>>>>

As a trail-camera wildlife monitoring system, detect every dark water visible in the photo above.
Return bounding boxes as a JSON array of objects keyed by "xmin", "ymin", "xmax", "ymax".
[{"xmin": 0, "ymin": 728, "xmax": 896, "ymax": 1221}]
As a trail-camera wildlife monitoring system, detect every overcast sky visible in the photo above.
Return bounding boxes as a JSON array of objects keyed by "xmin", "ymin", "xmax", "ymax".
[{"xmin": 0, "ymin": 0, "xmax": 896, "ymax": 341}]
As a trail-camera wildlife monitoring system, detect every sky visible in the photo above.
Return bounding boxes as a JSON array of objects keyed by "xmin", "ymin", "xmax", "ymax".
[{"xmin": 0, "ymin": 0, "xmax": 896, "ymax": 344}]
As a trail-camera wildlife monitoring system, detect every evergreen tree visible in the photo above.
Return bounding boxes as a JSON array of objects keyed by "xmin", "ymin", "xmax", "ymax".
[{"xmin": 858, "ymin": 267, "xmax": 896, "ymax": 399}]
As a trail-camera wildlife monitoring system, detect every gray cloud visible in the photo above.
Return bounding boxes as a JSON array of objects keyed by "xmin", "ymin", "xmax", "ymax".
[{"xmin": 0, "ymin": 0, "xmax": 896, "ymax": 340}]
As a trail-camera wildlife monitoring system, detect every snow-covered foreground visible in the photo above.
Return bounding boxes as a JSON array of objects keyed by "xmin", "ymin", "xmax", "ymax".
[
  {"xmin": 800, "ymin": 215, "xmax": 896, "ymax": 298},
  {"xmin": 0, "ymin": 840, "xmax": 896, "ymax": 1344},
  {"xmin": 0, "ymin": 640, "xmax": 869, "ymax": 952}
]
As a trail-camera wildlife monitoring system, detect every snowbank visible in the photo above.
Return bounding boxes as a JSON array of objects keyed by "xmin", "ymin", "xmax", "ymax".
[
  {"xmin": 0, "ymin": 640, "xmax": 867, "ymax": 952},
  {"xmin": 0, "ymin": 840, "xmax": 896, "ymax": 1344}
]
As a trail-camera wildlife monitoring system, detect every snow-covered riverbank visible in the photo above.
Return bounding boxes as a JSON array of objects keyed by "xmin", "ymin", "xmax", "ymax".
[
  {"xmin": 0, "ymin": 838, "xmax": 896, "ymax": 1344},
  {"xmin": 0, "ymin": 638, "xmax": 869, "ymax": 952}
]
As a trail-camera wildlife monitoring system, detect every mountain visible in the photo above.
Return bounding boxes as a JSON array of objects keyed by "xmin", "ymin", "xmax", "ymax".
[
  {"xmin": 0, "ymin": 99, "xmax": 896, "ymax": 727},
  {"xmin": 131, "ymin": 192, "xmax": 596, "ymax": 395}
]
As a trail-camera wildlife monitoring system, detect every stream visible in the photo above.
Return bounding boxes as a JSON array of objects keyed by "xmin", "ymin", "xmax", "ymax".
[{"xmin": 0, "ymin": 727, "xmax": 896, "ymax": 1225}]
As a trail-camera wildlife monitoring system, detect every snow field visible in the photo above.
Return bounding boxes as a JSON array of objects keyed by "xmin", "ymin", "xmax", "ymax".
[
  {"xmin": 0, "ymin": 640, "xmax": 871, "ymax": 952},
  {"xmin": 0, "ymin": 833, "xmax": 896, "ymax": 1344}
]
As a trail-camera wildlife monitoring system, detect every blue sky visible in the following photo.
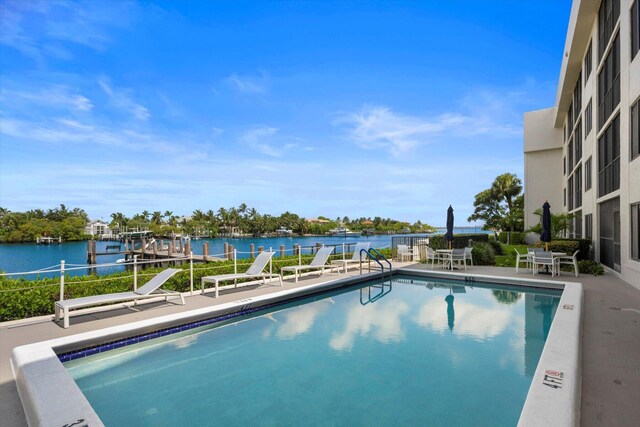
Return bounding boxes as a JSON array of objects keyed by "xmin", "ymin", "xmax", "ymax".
[{"xmin": 0, "ymin": 0, "xmax": 571, "ymax": 225}]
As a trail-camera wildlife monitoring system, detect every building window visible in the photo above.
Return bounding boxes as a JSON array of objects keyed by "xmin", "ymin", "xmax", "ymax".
[
  {"xmin": 631, "ymin": 203, "xmax": 640, "ymax": 261},
  {"xmin": 598, "ymin": 36, "xmax": 620, "ymax": 129},
  {"xmin": 598, "ymin": 0, "xmax": 620, "ymax": 59},
  {"xmin": 584, "ymin": 98, "xmax": 593, "ymax": 138},
  {"xmin": 629, "ymin": 98, "xmax": 640, "ymax": 160},
  {"xmin": 573, "ymin": 72, "xmax": 582, "ymax": 124},
  {"xmin": 567, "ymin": 175, "xmax": 574, "ymax": 211},
  {"xmin": 584, "ymin": 42, "xmax": 593, "ymax": 84},
  {"xmin": 573, "ymin": 122, "xmax": 582, "ymax": 164},
  {"xmin": 573, "ymin": 165, "xmax": 582, "ymax": 208},
  {"xmin": 567, "ymin": 138, "xmax": 574, "ymax": 173},
  {"xmin": 573, "ymin": 211, "xmax": 582, "ymax": 239},
  {"xmin": 631, "ymin": 0, "xmax": 640, "ymax": 61},
  {"xmin": 567, "ymin": 102, "xmax": 573, "ymax": 131},
  {"xmin": 598, "ymin": 115, "xmax": 620, "ymax": 197},
  {"xmin": 598, "ymin": 197, "xmax": 621, "ymax": 271}
]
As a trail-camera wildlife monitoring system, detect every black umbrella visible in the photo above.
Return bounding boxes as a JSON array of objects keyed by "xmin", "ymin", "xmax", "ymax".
[
  {"xmin": 444, "ymin": 205, "xmax": 453, "ymax": 249},
  {"xmin": 540, "ymin": 202, "xmax": 551, "ymax": 251}
]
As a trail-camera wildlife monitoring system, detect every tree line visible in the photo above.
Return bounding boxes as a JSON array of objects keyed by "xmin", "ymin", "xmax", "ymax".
[{"xmin": 0, "ymin": 203, "xmax": 433, "ymax": 242}]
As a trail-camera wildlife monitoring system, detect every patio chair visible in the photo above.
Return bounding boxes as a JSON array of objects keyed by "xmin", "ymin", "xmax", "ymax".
[
  {"xmin": 397, "ymin": 245, "xmax": 413, "ymax": 262},
  {"xmin": 513, "ymin": 248, "xmax": 533, "ymax": 274},
  {"xmin": 451, "ymin": 249, "xmax": 467, "ymax": 271},
  {"xmin": 532, "ymin": 251, "xmax": 559, "ymax": 277},
  {"xmin": 200, "ymin": 252, "xmax": 282, "ymax": 298},
  {"xmin": 54, "ymin": 268, "xmax": 184, "ymax": 329},
  {"xmin": 280, "ymin": 246, "xmax": 340, "ymax": 283},
  {"xmin": 331, "ymin": 242, "xmax": 371, "ymax": 271},
  {"xmin": 556, "ymin": 250, "xmax": 580, "ymax": 277}
]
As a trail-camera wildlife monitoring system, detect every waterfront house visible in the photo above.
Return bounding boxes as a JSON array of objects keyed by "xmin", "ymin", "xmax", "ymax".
[{"xmin": 84, "ymin": 219, "xmax": 112, "ymax": 237}]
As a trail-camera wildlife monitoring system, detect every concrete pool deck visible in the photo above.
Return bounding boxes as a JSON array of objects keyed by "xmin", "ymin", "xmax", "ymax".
[{"xmin": 0, "ymin": 263, "xmax": 640, "ymax": 426}]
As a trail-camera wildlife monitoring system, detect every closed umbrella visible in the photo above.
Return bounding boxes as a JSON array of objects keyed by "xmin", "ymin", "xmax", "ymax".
[
  {"xmin": 444, "ymin": 205, "xmax": 453, "ymax": 249},
  {"xmin": 540, "ymin": 202, "xmax": 551, "ymax": 251}
]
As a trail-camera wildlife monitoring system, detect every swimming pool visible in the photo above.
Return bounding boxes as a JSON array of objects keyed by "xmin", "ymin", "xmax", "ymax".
[{"xmin": 60, "ymin": 275, "xmax": 561, "ymax": 426}]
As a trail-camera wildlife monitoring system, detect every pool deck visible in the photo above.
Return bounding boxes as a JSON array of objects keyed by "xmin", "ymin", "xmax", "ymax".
[{"xmin": 0, "ymin": 263, "xmax": 640, "ymax": 427}]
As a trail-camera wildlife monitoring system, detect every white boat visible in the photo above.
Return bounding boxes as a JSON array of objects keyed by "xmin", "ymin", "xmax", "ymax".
[
  {"xmin": 329, "ymin": 227, "xmax": 360, "ymax": 237},
  {"xmin": 276, "ymin": 227, "xmax": 293, "ymax": 236}
]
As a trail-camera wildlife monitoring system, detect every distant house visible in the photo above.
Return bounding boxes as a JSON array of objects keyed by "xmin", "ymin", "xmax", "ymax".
[
  {"xmin": 84, "ymin": 219, "xmax": 111, "ymax": 236},
  {"xmin": 307, "ymin": 218, "xmax": 331, "ymax": 224}
]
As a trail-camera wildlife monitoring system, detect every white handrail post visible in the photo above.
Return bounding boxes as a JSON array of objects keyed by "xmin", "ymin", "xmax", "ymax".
[
  {"xmin": 133, "ymin": 255, "xmax": 138, "ymax": 291},
  {"xmin": 189, "ymin": 251, "xmax": 193, "ymax": 295},
  {"xmin": 60, "ymin": 260, "xmax": 64, "ymax": 301}
]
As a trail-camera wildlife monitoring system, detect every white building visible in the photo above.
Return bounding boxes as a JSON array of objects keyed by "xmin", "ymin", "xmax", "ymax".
[
  {"xmin": 524, "ymin": 0, "xmax": 640, "ymax": 288},
  {"xmin": 84, "ymin": 219, "xmax": 111, "ymax": 236}
]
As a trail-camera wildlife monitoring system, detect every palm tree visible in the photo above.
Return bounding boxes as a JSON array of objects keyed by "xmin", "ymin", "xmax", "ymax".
[{"xmin": 491, "ymin": 173, "xmax": 522, "ymax": 231}]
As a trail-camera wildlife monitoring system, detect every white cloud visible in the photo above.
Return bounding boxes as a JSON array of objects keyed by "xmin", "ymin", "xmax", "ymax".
[
  {"xmin": 0, "ymin": 85, "xmax": 93, "ymax": 111},
  {"xmin": 329, "ymin": 301, "xmax": 409, "ymax": 351},
  {"xmin": 224, "ymin": 72, "xmax": 269, "ymax": 95},
  {"xmin": 335, "ymin": 106, "xmax": 466, "ymax": 155},
  {"xmin": 276, "ymin": 300, "xmax": 329, "ymax": 339},
  {"xmin": 238, "ymin": 126, "xmax": 299, "ymax": 157},
  {"xmin": 414, "ymin": 298, "xmax": 512, "ymax": 340},
  {"xmin": 98, "ymin": 79, "xmax": 151, "ymax": 121},
  {"xmin": 0, "ymin": 0, "xmax": 138, "ymax": 63}
]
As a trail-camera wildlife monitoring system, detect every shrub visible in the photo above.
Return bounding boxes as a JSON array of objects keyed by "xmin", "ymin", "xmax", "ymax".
[
  {"xmin": 488, "ymin": 240, "xmax": 504, "ymax": 255},
  {"xmin": 578, "ymin": 259, "xmax": 604, "ymax": 276},
  {"xmin": 472, "ymin": 242, "xmax": 496, "ymax": 265},
  {"xmin": 498, "ymin": 231, "xmax": 526, "ymax": 245}
]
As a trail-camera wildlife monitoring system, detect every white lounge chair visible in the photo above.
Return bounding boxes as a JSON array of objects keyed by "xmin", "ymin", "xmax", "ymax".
[
  {"xmin": 200, "ymin": 252, "xmax": 282, "ymax": 298},
  {"xmin": 280, "ymin": 246, "xmax": 340, "ymax": 283},
  {"xmin": 55, "ymin": 268, "xmax": 184, "ymax": 329},
  {"xmin": 513, "ymin": 248, "xmax": 533, "ymax": 274},
  {"xmin": 331, "ymin": 242, "xmax": 371, "ymax": 271},
  {"xmin": 532, "ymin": 251, "xmax": 560, "ymax": 277}
]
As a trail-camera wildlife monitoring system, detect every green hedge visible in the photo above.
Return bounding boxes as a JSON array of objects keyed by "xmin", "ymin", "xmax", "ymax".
[
  {"xmin": 429, "ymin": 234, "xmax": 489, "ymax": 249},
  {"xmin": 536, "ymin": 239, "xmax": 591, "ymax": 260},
  {"xmin": 498, "ymin": 231, "xmax": 527, "ymax": 245},
  {"xmin": 0, "ymin": 249, "xmax": 391, "ymax": 322}
]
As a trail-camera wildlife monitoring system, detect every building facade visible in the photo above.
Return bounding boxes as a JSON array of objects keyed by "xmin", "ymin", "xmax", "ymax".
[{"xmin": 524, "ymin": 0, "xmax": 640, "ymax": 288}]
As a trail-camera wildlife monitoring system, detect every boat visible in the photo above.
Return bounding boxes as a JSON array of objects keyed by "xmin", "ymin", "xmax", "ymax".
[
  {"xmin": 276, "ymin": 227, "xmax": 293, "ymax": 236},
  {"xmin": 329, "ymin": 227, "xmax": 360, "ymax": 237}
]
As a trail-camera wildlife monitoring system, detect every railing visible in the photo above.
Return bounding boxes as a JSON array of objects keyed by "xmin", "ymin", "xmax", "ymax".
[{"xmin": 360, "ymin": 248, "xmax": 393, "ymax": 274}]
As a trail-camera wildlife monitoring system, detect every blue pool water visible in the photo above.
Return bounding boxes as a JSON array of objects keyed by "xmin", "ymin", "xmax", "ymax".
[{"xmin": 65, "ymin": 276, "xmax": 560, "ymax": 426}]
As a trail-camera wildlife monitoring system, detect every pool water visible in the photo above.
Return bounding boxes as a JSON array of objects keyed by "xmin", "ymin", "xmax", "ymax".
[{"xmin": 65, "ymin": 276, "xmax": 560, "ymax": 426}]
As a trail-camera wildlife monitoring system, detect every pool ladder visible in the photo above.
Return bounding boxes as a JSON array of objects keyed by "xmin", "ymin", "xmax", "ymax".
[{"xmin": 360, "ymin": 248, "xmax": 393, "ymax": 275}]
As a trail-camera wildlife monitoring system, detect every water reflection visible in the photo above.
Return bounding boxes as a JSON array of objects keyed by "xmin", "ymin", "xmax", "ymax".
[
  {"xmin": 329, "ymin": 300, "xmax": 410, "ymax": 351},
  {"xmin": 276, "ymin": 298, "xmax": 333, "ymax": 340}
]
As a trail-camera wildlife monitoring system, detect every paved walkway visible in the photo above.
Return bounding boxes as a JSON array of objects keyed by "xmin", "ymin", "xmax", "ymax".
[{"xmin": 0, "ymin": 263, "xmax": 640, "ymax": 427}]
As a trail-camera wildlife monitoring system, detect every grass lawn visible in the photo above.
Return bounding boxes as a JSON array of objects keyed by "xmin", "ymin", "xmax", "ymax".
[{"xmin": 496, "ymin": 243, "xmax": 527, "ymax": 267}]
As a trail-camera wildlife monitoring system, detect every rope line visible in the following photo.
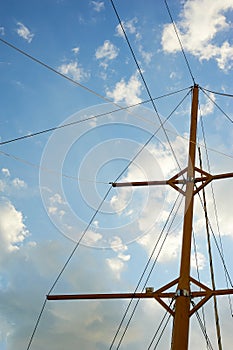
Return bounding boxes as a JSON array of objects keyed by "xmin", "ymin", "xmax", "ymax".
[
  {"xmin": 202, "ymin": 88, "xmax": 233, "ymax": 97},
  {"xmin": 199, "ymin": 107, "xmax": 233, "ymax": 316},
  {"xmin": 147, "ymin": 299, "xmax": 174, "ymax": 350},
  {"xmin": 197, "ymin": 192, "xmax": 233, "ymax": 288},
  {"xmin": 110, "ymin": 0, "xmax": 184, "ymax": 177},
  {"xmin": 164, "ymin": 0, "xmax": 196, "ymax": 85},
  {"xmin": 27, "ymin": 187, "xmax": 112, "ymax": 350},
  {"xmin": 109, "ymin": 193, "xmax": 183, "ymax": 350},
  {"xmin": 193, "ymin": 231, "xmax": 208, "ymax": 346},
  {"xmin": 113, "ymin": 90, "xmax": 191, "ymax": 181},
  {"xmin": 191, "ymin": 300, "xmax": 214, "ymax": 350},
  {"xmin": 0, "ymin": 87, "xmax": 190, "ymax": 146},
  {"xmin": 201, "ymin": 88, "xmax": 233, "ymax": 123}
]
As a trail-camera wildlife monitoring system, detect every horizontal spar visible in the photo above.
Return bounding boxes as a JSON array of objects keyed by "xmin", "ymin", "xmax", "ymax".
[{"xmin": 47, "ymin": 289, "xmax": 233, "ymax": 300}]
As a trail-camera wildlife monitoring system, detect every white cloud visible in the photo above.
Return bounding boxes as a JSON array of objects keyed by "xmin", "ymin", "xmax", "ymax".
[
  {"xmin": 107, "ymin": 74, "xmax": 142, "ymax": 105},
  {"xmin": 139, "ymin": 45, "xmax": 153, "ymax": 64},
  {"xmin": 71, "ymin": 47, "xmax": 80, "ymax": 55},
  {"xmin": 200, "ymin": 93, "xmax": 216, "ymax": 116},
  {"xmin": 2, "ymin": 168, "xmax": 10, "ymax": 177},
  {"xmin": 0, "ymin": 172, "xmax": 27, "ymax": 195},
  {"xmin": 106, "ymin": 236, "xmax": 130, "ymax": 280},
  {"xmin": 12, "ymin": 177, "xmax": 27, "ymax": 189},
  {"xmin": 162, "ymin": 0, "xmax": 233, "ymax": 70},
  {"xmin": 58, "ymin": 61, "xmax": 89, "ymax": 81},
  {"xmin": 116, "ymin": 17, "xmax": 139, "ymax": 38},
  {"xmin": 191, "ymin": 252, "xmax": 206, "ymax": 270},
  {"xmin": 16, "ymin": 22, "xmax": 34, "ymax": 43},
  {"xmin": 91, "ymin": 1, "xmax": 104, "ymax": 12},
  {"xmin": 0, "ymin": 200, "xmax": 28, "ymax": 252},
  {"xmin": 95, "ymin": 40, "xmax": 119, "ymax": 61}
]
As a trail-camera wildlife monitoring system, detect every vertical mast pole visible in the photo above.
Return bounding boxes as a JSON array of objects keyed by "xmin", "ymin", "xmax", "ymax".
[{"xmin": 172, "ymin": 85, "xmax": 198, "ymax": 350}]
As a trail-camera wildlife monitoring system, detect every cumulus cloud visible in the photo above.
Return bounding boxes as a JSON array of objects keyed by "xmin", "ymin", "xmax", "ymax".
[
  {"xmin": 16, "ymin": 22, "xmax": 34, "ymax": 43},
  {"xmin": 106, "ymin": 236, "xmax": 130, "ymax": 280},
  {"xmin": 91, "ymin": 1, "xmax": 104, "ymax": 12},
  {"xmin": 107, "ymin": 74, "xmax": 142, "ymax": 105},
  {"xmin": 116, "ymin": 17, "xmax": 139, "ymax": 37},
  {"xmin": 0, "ymin": 168, "xmax": 27, "ymax": 194},
  {"xmin": 95, "ymin": 40, "xmax": 119, "ymax": 61},
  {"xmin": 0, "ymin": 199, "xmax": 28, "ymax": 252},
  {"xmin": 58, "ymin": 61, "xmax": 89, "ymax": 81},
  {"xmin": 71, "ymin": 47, "xmax": 80, "ymax": 55},
  {"xmin": 162, "ymin": 0, "xmax": 233, "ymax": 70}
]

<<<<

• [WHAT THE TASK ASKS] List every line of the items above that contains the word "tree".

• [TASK RESPONSE]
As a trail-camera wildlife monitoring system, detect every evergreen tree visible in the photo above.
As a trail-camera wildlife monitoring system, detect every tree line visible in the photo above.
As a trail-camera wildlife monitoring system, detect every palm tree visible in the photo above.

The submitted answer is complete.